#### Text provided ####
Epigenetic modifications play significant roles in phenotypic plasticity adaptive evolution [52, 54]. Research showed that different epigenetic regulatory patterns in p53 between the abutting chalk and basalt mole rat populations was associated with adaptive ecological sympatric speciation [55]. In our study, the convergent expression of nutrient metabolism genes may be regulated by DNA methylation, which including mostly lysine degradation and lipid metabolism related genes in the red panda and carbohydrate metabolism related genes in the giant panda. Convergent expression of nutrient metabolism-related genes is important for both pandas to adapt to a specialized bamboo diet. Recent studies indicated that epigenetic variation in natural populations can be independent from genetic variation, and that in some cases environmentally induced epigenetic changes may be inherited by future generations [19]. According to this principle, we propose that the epigenetic modifications of genes related to nutrition metabolism can also be inherited stably with the times, representing the long-term adaptability of both pandas to bamboo diet. Our research expands understand of DNA methylation influence on biological evolution and environmental adaptation.

Besides DNA methylation, transcription factor also plays an important role in regulating gene expression [56]. Different from the red panda, the core gene of the lysine degradation pathway (AASS) doesn’t exhibit hyper- or hypo-methylation modification in the giant panda. Dual-luciferase reporter assay showed that NR3C1 functions as a transcriptional activator in AASS transcription through the binding to AASS promoter region. Transcription factor is involved in organism evolution and the development of phenotypic variations [57]. The different regulation mechanisms of the AASS expression in both pandas indicated complex mechanisms underlying phenotypic convergence and adaptation to a specialized bamboo diet.
#### Information provided ####
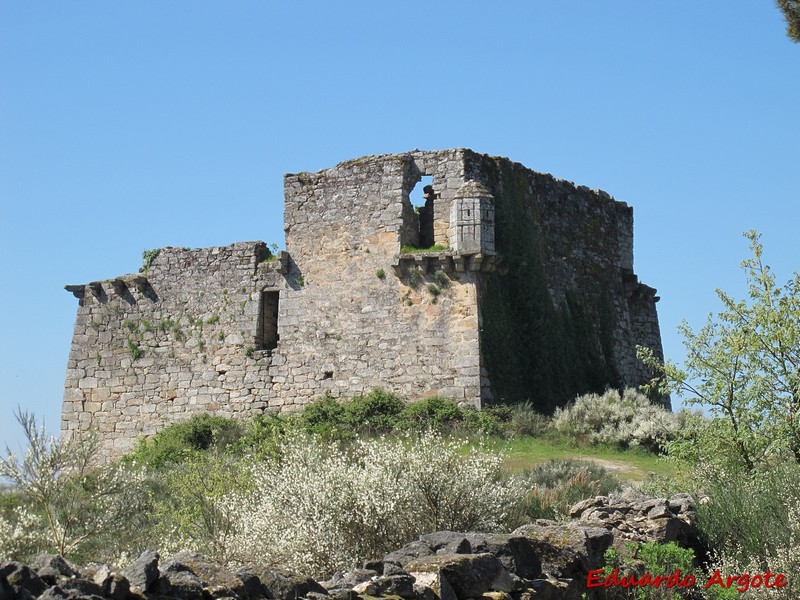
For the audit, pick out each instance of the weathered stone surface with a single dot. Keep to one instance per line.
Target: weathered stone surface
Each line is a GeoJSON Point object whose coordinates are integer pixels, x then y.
{"type": "Point", "coordinates": [22, 576]}
{"type": "Point", "coordinates": [143, 572]}
{"type": "Point", "coordinates": [54, 593]}
{"type": "Point", "coordinates": [211, 574]}
{"type": "Point", "coordinates": [285, 585]}
{"type": "Point", "coordinates": [566, 550]}
{"type": "Point", "coordinates": [469, 575]}
{"type": "Point", "coordinates": [234, 331]}
{"type": "Point", "coordinates": [650, 519]}
{"type": "Point", "coordinates": [6, 591]}
{"type": "Point", "coordinates": [81, 587]}
{"type": "Point", "coordinates": [51, 567]}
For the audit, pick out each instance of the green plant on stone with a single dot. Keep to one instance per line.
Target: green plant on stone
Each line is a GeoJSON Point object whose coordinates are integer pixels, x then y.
{"type": "Point", "coordinates": [655, 559]}
{"type": "Point", "coordinates": [69, 505]}
{"type": "Point", "coordinates": [174, 444]}
{"type": "Point", "coordinates": [148, 256]}
{"type": "Point", "coordinates": [415, 250]}
{"type": "Point", "coordinates": [556, 485]}
{"type": "Point", "coordinates": [134, 349]}
{"type": "Point", "coordinates": [441, 279]}
{"type": "Point", "coordinates": [415, 277]}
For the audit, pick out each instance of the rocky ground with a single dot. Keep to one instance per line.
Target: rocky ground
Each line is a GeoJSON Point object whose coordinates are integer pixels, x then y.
####
▶ **Exercise requirements**:
**a.** In the passage on how both pandas adapt to a bamboo diet, which transcription factor acts as an activator of AASS transcription?
**b.** Continue the passage on how both pandas adapt to a bamboo diet, starting after its last sentence.

▶ **Exercise results**:
**a.** NR3C1, which activates AASS transcription by binding to the AASS promoter region.

**b.**
Conclusions

In summary, our comparative transcriptome analyses of the liver and pancreas in red and giant panda species and non-herbivorous mammals demonstrated that a strict bamboo diet resulted in similar expression shifts in the two obligate bamboo-feeders. While more detailed functional studies of all the selected candidate genes will be necessary to confirm the roles of individual genes, the comparative analysis of both pandas provides insights into obligate herbivory-related genetic adaptations, such as high carbohydrate metabolism, low lipid metabolism and lysine degradation. Convergent expression of those nutrient metabolism-related genes in both pandas was an intricate process and subjected to multi-level regulation, including DNA methylation and transcription factor. Our research expands understand of DNA methylation and transcription factor influence on biological evolution and environmental adaptation.

Methods

Animal tissue collection

All giant and red panda samples were provided by Chengdu Research Base of Giant Panda Breeding in Chengdu and China Research and Conservation Center for the Giant Panda at Wolong, Sichuan Province, China. All giant and red panda samples were sourced from individuals that did not die for the purpose of this study (e.g. disease or accident) and the cause of death was unrelated to organs sampled. In red panda, liver and pancreas samples were obtained from six captive red panda adults (sample ID: afu_1025, afu_0708, afu_0429, afu_0527, afu_0601, afu_1219). Individual afu_1025 died of lung cancer. The cause of death of afu_0708, afu_0429, afu_0527, afu_0601 and afu_1219 was unknown. According to the autopsy report, individuals afu_0527, afu_0601 and afu_1219 had lung lesions. In giant panda, liver and pancreas samples were obtained from six wild giant panda adults (sample ID: aml_PP, aml_YS, aml_CC, aml_HT, aml_DN, aml_SE). These six adult giant pandas were seriously injured when found during other ecological investigations, and unfortunately rescue attempts were ineffective and died from their injuries. None of liver and pancreas tissues sampled exhibited pathological changes.

Four adult ferret individuals (sample ID: mpf_S1, mpf_S2, mpf_S3, mpf_S5) were bought from Wuxi Kuboyi Pet Products Co., LTD (China). All ferrets were killed by pentobarbital overdose and then liver and pancreas samples were taken for RNA-seq. The study is reported in accordance with ARRIVE guidelines.

RNA extraction

Liver and pancreas tissue samples were immediately stored at -80℃ once obtained. Each organ (covering different structures/cells) was dissected and homogenized prior to RNA extraction. Total RNA was extracted using TRIzol reagent (Invitrogen, Carlsbad, CA, USA) according to the manufacturer’s instructions. All animal procedures performed in this research were in accordance with the ethical standards of Ethics Committee of College of Life Sciences, Sichuan University (Ethical Approval Number: SCU220802001).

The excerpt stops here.